§ Goal 1: Repeat the post about Postgres index use word for word, from start to finish.

§ Source passage:
....

I am trying to understand how Postgres uses index and ran into a surprising
behavior if someone can help me with. I have a table like so:
CREATE TABLE testschema.employees ( employee_id integer not null,
first_name varchar(1000) not null, last_name varchar(1000) not null,
date_of_birth date not null, phone_number varchar(1000) not null, constraint
employees_pk primary key (employee_id) );
At the moment I have ZERO rows in the table. I verified that employees_pk
creates an index of type 'btree(employee_id). After that I ran explain on two
queries:
(1) Here I am searching for employee_id '123' and as expected the plan shows it
will do an b-tree traversal on employees_pk index.
testdb# explain select first_name, last_name from testschema.employees where
employee_id = 123; QUERY PLAN
═════════════════════════════════════════════════════════════════════════════════
Index Scan using employees_pk on employees (cost=0.14..8.16 rows=1
width=1032) Index Cond: (employee_id = 123)(2 rows)
(2) Here I am searching for employee_id < 123. I was expecting the plan would
use the index on employees_pk to find all leaf nodes where employee_id < 123
and then issue read of table blocks for each of the matching entries in the
index leaf. But looks like the query plan has decided on using full table scan
instead and not using the index. Any ideas why is this happening?
testdb# explain select first_name, last_name from testschema.employees where
employee_id < 123; QUERY PLAN
══════════════════════════════════════════════════════════════ Seq Scan on
employees (cost=0.00..10.62 rows=17 width=1032) Filter: (employee_id <
123)(2 rows)
Any help will be greatly appreciated.
Thanks,
Shantanu

....

§ Stored data:
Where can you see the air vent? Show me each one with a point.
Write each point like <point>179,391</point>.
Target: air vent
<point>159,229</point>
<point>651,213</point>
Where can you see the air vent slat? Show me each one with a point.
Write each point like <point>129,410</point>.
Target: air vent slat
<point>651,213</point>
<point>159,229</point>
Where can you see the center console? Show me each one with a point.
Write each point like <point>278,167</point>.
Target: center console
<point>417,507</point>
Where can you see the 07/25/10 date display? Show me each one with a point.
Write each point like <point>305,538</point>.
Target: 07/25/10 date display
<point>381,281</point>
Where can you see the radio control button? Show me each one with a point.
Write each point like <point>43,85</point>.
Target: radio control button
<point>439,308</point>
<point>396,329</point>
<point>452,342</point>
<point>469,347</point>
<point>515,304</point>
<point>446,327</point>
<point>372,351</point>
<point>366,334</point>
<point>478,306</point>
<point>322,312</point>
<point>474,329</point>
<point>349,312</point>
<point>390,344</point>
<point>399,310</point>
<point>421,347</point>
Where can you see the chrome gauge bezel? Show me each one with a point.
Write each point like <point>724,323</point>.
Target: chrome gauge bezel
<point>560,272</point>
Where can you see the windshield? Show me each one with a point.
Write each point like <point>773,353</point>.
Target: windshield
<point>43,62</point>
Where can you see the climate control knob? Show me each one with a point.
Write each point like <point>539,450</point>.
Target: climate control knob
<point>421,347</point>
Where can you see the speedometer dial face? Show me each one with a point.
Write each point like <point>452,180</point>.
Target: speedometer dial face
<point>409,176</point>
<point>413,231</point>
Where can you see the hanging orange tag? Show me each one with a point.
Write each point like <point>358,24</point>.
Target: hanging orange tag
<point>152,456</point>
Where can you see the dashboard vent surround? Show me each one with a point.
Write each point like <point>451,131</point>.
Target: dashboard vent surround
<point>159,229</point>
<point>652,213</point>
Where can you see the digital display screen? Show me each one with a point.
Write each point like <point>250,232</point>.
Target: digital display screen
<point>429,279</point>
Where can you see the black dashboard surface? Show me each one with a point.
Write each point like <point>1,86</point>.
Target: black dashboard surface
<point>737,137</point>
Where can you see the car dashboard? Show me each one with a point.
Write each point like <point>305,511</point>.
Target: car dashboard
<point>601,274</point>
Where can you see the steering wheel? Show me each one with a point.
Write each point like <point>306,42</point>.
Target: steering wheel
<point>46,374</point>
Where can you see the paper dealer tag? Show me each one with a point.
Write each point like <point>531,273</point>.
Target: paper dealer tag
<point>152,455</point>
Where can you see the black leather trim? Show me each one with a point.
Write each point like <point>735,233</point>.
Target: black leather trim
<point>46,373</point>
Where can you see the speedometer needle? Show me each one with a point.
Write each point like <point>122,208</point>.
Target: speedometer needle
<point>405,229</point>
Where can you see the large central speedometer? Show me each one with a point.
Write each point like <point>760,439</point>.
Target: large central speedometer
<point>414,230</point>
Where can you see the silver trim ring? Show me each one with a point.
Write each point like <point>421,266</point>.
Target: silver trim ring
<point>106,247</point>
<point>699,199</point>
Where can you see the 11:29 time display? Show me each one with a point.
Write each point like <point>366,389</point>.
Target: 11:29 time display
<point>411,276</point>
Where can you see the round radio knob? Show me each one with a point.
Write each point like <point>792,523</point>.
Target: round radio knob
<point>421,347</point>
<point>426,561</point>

....

§ Goal 2: In the records, write out only the lines between the one holding "Where can you see the large" and the one holding "<point>414,230</point>", inclusive, swapping "large central speedometer" for "main speedometer dial" and leaving everything else as it is.

§ Task output 1:
I am trying to understand how Postgres uses index and ran into a surprising
behavior if someone can help me with. I have a table like so:
CREATE TABLE testschema.employees ( employee_id integer not null,
first_name varchar(1000) not null, last_name varchar(1000) not null,
date_of_birth date not null, phone_number varchar(1000) not null, constraint
employees_pk primary key (employee_id) );
At the moment I have ZERO rows in the table. I verified that employees_pk
creates an index of type 'btree(employee_id). After that I ran explain on two
queries:
(1) Here I am searching for employee_id '123' and as expected the plan shows it
will do an b-tree traversal on employees_pk index.
testdb# explain select first_name, last_name from testschema.employees where
employee_id = 123; QUERY PLAN
═════════════════════════════════════════════════════════════════════════════════
Index Scan using employees_pk on employees (cost=0.14..8.16 rows=1
width=1032) Index Cond: (employee_id = 123)(2 rows)
(2) Here I am searching for employee_id < 123. I was expecting the plan would
use the index on employees_pk to find all leaf nodes where employee_id < 123
and then issue read of table blocks for each of the matching entries in the
index leaf. But looks like the query plan has decided on using full table scan
instead and not using the index. Any ideas why is this happening?
testdb# explain select first_name, last_name from testschema.employees where
employee_id < 123; QUERY PLAN
══════════════════════════════════════════════════════════════ Seq Scan on
employees (cost=0.00..10.62 rows=17 width=1032) Filter: (employee_id <
123)(2 rows)
Any help will be greatly appreciated.
Thanks,
Shantanu

§ Task output 2:
Where can you see the main speedometer dial? Show me each one with a point.
Write each point like <point>760,439</point>.
Target: main speedometer dial
<point>414,230</point>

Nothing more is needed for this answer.